In 1998, I learned I no longer had twenty-twenty vision. This knowledge did not come to me suddenly. On a couple of occasions at work–on the open-plan office floor of an online brokerage–I noticed I could not clearly read the lettering on the ticker-tape that ran across some of the large monitors that hung from the ceilings. And then, a little later, more decisively, out for a walk one night with a girlfriend, I was brought up short by her ability to read street numbers and names off signs well before I could. What, I wondered, was going on? An optometrist quickly put me in the know: I was ever-so slightly myopic in both eyes, with the left just a little worse.
I come from a family of pilots; twenty-twenty vision ran in my family. We did not wear glasses. Well, actually, hang on a second. Toward the end of his flying career, my father developed a cataract in one eye and in the middle of his, my brother was diagnosed with mild myopia (he continued to fly with prescription glasses). Perhaps developing mild myopia at the age of thirty-one was not so surprising.

================================

■ **TASKS FOR THIS EXERCISE**
1. In the essay about losing twenty-twenty vision, what did the optometrist find was wrong with the writer's eyes?
2. Extend the essay about losing twenty-twenty vision, starting right after its final sentence.

■ **EXTRACTED ENTRIES**
================================

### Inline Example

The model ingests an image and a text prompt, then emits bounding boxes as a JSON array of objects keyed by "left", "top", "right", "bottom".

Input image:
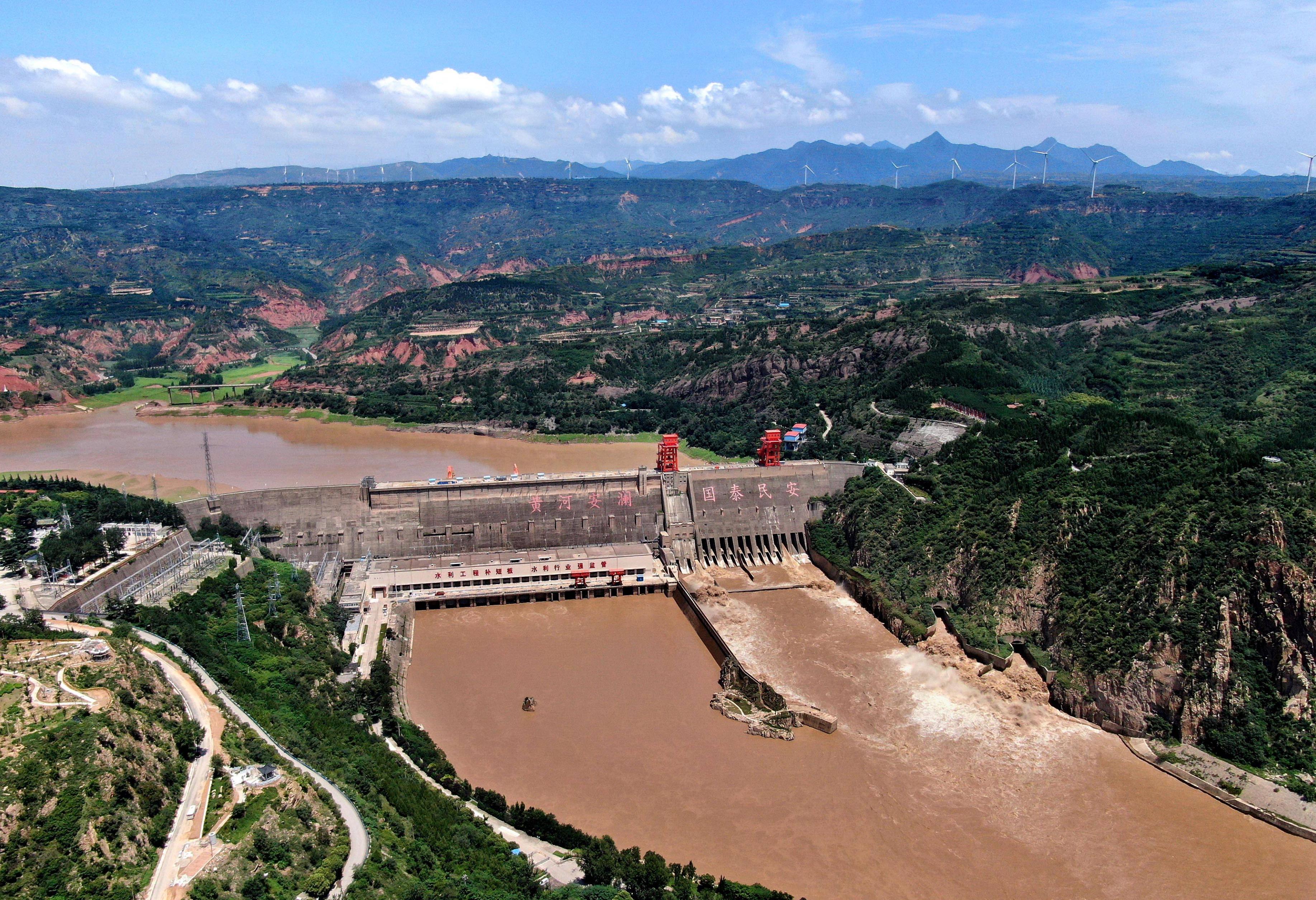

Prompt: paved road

================================

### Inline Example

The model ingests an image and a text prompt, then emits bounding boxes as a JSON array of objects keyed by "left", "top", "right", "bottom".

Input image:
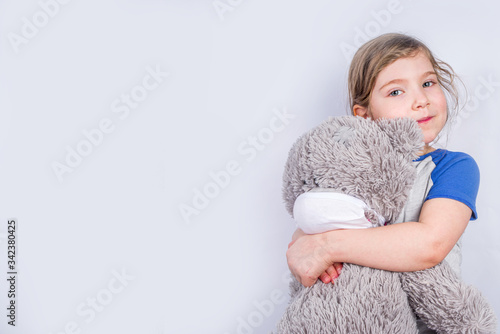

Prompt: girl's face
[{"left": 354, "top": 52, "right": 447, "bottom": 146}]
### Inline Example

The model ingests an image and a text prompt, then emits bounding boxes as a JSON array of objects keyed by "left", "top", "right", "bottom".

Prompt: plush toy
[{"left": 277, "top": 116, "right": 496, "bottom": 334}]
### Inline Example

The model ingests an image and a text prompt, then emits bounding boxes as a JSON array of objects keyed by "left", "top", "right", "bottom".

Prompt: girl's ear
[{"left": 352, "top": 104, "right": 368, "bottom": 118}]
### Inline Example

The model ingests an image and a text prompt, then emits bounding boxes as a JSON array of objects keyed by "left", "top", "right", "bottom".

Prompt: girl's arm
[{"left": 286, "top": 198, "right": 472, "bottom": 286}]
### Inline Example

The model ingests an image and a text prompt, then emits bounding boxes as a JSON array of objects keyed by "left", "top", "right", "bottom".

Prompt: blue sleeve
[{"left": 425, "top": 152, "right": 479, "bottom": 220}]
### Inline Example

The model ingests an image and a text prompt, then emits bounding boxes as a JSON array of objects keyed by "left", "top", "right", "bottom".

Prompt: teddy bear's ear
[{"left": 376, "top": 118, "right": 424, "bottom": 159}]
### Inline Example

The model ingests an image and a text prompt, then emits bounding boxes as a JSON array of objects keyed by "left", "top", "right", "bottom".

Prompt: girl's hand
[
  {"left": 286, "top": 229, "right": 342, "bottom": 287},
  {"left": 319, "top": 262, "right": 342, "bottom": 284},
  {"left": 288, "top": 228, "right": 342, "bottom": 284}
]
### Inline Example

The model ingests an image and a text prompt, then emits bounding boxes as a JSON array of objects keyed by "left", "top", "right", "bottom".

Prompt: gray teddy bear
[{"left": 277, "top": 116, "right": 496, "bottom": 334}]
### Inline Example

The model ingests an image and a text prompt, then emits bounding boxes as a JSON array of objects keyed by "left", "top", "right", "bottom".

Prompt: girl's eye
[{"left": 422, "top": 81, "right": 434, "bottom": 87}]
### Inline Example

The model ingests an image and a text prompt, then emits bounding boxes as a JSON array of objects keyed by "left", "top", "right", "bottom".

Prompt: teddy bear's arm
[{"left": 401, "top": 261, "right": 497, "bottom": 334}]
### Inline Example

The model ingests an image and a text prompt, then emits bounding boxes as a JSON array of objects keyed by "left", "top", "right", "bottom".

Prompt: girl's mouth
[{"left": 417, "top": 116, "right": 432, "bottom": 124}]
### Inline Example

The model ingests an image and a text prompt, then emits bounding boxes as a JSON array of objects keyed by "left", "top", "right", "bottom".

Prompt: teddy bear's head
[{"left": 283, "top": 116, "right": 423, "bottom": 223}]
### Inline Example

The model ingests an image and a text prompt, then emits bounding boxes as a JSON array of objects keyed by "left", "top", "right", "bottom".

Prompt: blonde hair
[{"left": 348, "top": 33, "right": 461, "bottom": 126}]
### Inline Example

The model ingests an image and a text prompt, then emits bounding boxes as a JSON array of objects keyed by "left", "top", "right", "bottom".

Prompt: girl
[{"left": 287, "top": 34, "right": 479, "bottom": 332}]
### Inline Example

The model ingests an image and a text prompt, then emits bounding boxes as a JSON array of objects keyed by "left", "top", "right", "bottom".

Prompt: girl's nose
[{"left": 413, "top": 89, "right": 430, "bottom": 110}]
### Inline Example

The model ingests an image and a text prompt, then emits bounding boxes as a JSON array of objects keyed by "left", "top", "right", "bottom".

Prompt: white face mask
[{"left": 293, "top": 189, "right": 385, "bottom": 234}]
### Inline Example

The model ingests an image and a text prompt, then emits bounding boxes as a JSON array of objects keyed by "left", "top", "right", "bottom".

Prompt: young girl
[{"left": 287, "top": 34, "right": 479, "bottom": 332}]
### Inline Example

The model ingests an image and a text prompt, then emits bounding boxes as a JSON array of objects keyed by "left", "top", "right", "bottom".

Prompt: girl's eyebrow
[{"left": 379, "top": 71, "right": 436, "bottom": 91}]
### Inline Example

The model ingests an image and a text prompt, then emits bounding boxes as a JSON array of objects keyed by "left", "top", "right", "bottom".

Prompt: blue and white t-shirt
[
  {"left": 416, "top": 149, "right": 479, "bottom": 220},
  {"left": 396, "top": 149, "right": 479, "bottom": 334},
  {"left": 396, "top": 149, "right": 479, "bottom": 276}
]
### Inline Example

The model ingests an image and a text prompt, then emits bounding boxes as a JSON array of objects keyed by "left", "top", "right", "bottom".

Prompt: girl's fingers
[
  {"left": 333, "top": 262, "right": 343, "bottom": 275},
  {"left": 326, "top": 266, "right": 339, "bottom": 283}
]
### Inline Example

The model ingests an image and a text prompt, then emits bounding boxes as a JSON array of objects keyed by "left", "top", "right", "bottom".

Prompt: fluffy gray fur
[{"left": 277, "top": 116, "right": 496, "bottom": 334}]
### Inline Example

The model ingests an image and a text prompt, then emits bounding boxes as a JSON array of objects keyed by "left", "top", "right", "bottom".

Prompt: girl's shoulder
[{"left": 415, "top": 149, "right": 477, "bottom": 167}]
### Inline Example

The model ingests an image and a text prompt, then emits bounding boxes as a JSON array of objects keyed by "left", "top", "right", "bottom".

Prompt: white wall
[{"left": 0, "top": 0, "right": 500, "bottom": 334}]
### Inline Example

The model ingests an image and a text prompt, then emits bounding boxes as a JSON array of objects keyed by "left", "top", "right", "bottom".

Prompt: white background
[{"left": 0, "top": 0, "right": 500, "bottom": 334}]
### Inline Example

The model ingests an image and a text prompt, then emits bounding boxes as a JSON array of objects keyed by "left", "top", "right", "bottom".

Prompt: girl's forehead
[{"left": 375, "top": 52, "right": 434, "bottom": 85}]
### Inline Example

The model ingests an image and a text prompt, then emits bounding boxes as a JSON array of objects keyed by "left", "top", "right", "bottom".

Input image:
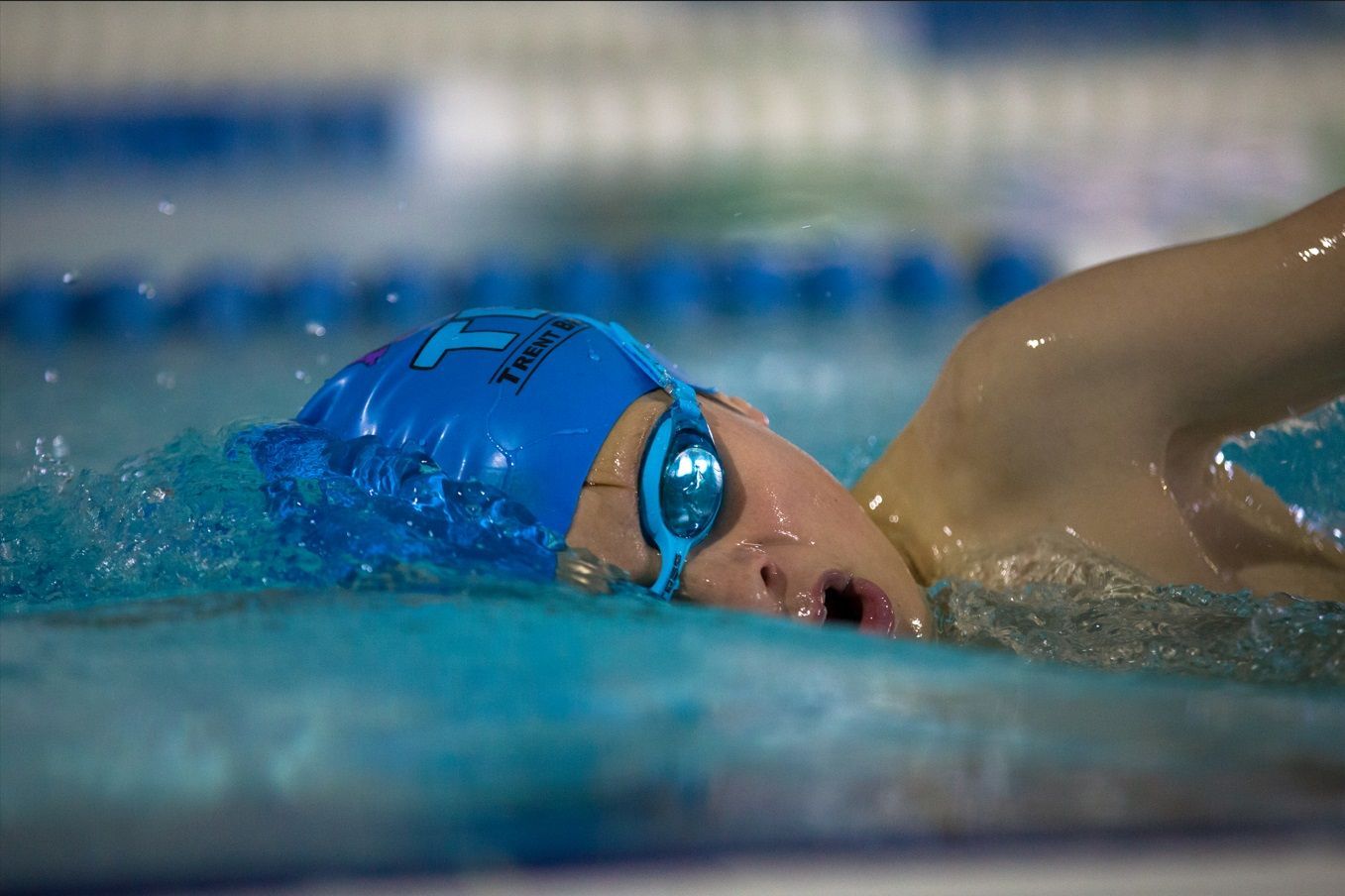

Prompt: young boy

================================

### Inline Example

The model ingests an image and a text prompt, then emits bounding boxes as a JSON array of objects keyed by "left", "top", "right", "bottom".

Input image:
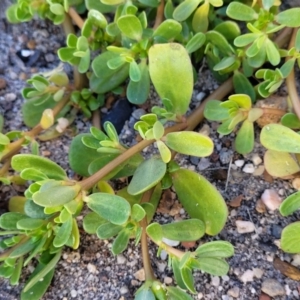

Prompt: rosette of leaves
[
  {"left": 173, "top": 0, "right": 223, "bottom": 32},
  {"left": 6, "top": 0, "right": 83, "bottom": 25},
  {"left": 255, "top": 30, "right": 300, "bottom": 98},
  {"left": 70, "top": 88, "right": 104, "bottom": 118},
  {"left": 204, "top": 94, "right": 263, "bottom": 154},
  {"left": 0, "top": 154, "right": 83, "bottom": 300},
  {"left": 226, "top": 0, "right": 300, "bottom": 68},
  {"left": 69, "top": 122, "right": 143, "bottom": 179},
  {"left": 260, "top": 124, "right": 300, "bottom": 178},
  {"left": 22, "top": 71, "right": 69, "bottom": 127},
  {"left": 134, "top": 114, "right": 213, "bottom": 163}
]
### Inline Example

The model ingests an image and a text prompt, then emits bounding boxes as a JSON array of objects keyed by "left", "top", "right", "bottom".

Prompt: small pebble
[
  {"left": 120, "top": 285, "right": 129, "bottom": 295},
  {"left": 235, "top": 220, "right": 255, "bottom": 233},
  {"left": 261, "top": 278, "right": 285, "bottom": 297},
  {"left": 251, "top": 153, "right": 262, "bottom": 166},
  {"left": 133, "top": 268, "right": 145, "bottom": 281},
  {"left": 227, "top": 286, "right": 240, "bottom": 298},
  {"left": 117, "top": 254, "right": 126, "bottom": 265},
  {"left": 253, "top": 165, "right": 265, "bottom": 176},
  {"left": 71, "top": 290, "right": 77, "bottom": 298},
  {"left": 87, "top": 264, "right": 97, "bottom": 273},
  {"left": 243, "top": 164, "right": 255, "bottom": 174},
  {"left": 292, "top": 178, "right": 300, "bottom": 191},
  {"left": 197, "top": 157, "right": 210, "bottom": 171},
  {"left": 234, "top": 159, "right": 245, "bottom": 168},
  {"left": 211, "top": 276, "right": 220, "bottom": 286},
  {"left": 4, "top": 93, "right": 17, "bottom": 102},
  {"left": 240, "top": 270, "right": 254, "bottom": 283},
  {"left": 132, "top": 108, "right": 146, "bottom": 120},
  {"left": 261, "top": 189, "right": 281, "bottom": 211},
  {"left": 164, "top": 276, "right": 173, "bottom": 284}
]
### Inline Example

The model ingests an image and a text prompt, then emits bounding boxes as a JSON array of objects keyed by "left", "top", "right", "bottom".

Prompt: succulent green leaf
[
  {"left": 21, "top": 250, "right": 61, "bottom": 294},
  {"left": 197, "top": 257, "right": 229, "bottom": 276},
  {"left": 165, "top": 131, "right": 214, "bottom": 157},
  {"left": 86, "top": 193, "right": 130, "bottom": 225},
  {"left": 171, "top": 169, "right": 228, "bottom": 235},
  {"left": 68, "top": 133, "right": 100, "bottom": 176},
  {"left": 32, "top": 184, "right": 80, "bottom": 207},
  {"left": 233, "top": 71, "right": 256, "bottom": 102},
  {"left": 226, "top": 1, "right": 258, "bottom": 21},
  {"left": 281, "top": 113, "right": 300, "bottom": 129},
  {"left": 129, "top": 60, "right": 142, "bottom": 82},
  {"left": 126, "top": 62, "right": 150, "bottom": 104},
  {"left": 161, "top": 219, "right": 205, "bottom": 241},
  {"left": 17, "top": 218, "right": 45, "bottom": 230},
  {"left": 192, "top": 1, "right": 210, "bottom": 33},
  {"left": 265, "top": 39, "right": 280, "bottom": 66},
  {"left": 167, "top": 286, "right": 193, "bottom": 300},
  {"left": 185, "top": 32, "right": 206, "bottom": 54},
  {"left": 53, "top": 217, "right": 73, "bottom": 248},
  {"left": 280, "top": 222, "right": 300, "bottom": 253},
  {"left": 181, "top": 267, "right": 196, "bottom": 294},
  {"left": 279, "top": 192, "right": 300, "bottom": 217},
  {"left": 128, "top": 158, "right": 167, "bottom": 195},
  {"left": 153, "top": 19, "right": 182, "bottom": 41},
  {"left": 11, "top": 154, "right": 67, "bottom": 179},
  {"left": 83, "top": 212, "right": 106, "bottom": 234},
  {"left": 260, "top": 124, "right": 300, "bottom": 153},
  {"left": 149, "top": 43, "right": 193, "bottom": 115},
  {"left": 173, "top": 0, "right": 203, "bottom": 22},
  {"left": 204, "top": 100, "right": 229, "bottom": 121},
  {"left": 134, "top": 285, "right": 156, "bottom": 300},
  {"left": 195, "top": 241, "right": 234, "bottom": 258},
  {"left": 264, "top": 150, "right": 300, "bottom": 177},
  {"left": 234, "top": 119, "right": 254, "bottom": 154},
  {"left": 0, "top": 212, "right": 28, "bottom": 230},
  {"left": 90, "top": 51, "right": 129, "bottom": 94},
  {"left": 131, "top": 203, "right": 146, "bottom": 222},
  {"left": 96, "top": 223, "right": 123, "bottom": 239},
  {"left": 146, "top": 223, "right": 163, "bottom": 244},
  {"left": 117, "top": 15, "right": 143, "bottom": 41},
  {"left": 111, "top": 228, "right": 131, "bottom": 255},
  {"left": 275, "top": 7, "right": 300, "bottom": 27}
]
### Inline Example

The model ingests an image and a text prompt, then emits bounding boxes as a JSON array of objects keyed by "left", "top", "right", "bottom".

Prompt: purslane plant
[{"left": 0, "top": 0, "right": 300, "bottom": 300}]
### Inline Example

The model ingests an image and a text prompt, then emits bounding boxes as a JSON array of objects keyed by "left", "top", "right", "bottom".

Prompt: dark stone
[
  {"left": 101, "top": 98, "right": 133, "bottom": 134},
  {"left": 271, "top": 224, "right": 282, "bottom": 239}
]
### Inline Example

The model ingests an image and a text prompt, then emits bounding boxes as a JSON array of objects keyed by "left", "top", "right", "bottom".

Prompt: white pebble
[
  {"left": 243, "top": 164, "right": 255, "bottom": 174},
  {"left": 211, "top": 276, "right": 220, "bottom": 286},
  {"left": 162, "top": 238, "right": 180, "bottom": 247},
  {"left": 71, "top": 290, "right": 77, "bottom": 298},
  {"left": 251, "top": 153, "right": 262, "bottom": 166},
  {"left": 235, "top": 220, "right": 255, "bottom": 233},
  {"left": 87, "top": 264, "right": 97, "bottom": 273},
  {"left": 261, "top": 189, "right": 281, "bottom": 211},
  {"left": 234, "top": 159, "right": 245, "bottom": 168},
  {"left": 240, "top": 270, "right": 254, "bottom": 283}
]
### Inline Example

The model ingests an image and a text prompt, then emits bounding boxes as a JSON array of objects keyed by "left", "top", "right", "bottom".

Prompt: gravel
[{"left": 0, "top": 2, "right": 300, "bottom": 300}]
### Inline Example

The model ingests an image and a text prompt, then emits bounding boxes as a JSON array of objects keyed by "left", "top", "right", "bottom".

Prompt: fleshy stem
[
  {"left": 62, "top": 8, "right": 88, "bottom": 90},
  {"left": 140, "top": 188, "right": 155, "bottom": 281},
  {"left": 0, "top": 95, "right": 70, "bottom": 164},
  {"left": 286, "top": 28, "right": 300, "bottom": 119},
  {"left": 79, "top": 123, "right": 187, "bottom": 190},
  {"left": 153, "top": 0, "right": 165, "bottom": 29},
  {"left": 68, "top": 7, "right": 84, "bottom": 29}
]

================================

■ **ANSWERS TO EACH TASK**
1. The writer was very slightly myopic in both eyes, with the left eye a little worse.

2.
It was still shattering news though. For weeks after my diagnosis, I moped around, unable to drag myself to the local opticians to order a pair of eyeglasses. It was, I realized, after a brutal ankle injury from a few years before, another disruption of a pristine ordering of my body. My third-degree sprain had left my ankle permanently weakened and unstable, and now this myopia meant a central sensory organ had undergone another irreversible decline. First, locomotion was affected, and then that which guided locomotion. I was no longer whole; I was flawed, damaged somehow. I did not think I possessed bodily perfection before, but I did not consider myself–extremely fortunately–to be laboring under any manner of handicap. Now, they were piling up, radically transforming a self-image ragged at all too many edges. The radical decline promised me as a gift for chronological advancement had commenced.
The day I finally, reluctantly, picked up my prescription glasses and tried them on, I was bemused by the way the world snapped into focus. How long had I not noticed these innumerable blurrings that were now removed, made distinct? The gradual decline had been sneaky and insidious, a hidden fifth column doing its dirty work in my optical corridors. I was overcome by an intense longing for days gone by–when I could watch movies, or distant sunsets, or navigate darkened streets without an ugly prosthetic device sitting on my nose. I was no longer human; I was a cyborg of sorts.
Sixteen years on, of course, I have accepted my altered and corrected vision–in a fashion. I carry my glasses everywhere, though I only put them on when needed. I still envy those in the twenty-twenty club, of course. And on occasion, I still remember the rising tide of panic that swamped me when the optometrist leaned over and softly said, “How long have your eyes been like this?”